» GIVEN EXERCISE: Lay out every line of the records below as a JSON list of strings, one string per line, with blank lines skipped and the pictures left out.

++++++++

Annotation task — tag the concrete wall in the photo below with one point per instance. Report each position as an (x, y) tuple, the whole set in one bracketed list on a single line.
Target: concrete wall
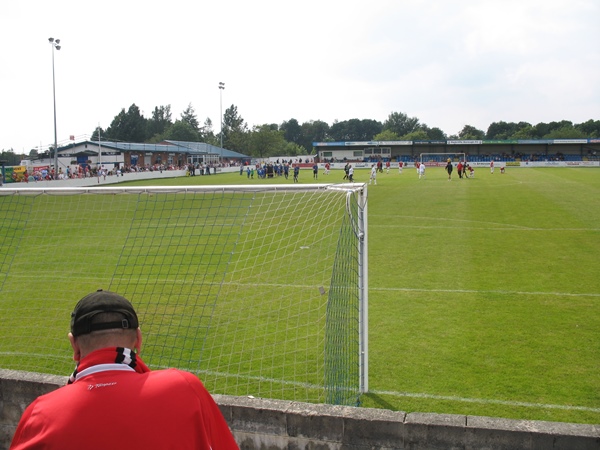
[(275, 424)]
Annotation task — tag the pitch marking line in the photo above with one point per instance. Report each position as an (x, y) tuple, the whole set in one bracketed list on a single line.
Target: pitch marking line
[(476, 291), (488, 401), (390, 393)]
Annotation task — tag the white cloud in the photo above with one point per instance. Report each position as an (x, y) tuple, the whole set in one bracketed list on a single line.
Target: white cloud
[(449, 63)]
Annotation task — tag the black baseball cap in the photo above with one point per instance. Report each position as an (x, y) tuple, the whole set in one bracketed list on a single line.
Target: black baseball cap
[(82, 317)]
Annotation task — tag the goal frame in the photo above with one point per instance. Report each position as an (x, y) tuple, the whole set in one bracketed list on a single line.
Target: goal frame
[(360, 222), (443, 155)]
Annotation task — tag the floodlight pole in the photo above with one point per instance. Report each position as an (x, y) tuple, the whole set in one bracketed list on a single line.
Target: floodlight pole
[(55, 45), (221, 89)]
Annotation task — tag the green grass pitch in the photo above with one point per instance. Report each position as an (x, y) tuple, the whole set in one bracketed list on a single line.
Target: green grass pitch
[(484, 293)]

++++++++

» CORRECT ANSWER:
[
  "Annotation task — tag the concrete wall in the photo below with one point per instance. Report each position as an (x, y) tuple, the whole set in one bracketed list on a single line.",
  "Target: concrete wall",
  "[(275, 424)]",
  "Annotation task — tag the pitch marking line in the photo above with one point per instance. Report each position as an (x, y) tuple, the whole set in one bracketed list on a single line.",
  "Target: pitch marking line",
  "[(476, 291), (488, 401), (390, 393)]",
  "Annotation task — tag the white cloud in the photo above with one point per instance. Report each position as an (x, y) tuple, the whole set in one bracketed list on a single line.",
  "Target: white cloud",
  "[(449, 63)]",
  "Annotation task — tag the black baseball cap in the photo above with one point per instance. Report each position as an (x, y) tuple, the whole set in one bracketed list on a single line.",
  "Target: black baseball cap",
  "[(82, 317)]",
  "Annotation task — tag the goal frame in the photo above with one point per instance. Report each position as an (x, y) tuple, the whole set in one bracketed list on a single line.",
  "Target: goal frame",
  "[(360, 222), (443, 155)]",
  "Annotation task — tag the floodlight pole in the photo above with one point per instance. Report each position as an (x, y) tuple, the whole set in one bracketed list on a single line.",
  "Target: floodlight pole",
  "[(55, 45), (221, 89)]",
  "Annotation task — tag the green grass pitch in the photo above with one point per instance. Report each position as an (x, y) tuple, the whole set in one bracketed list on a single line.",
  "Target: green grass pitch",
  "[(484, 293)]"
]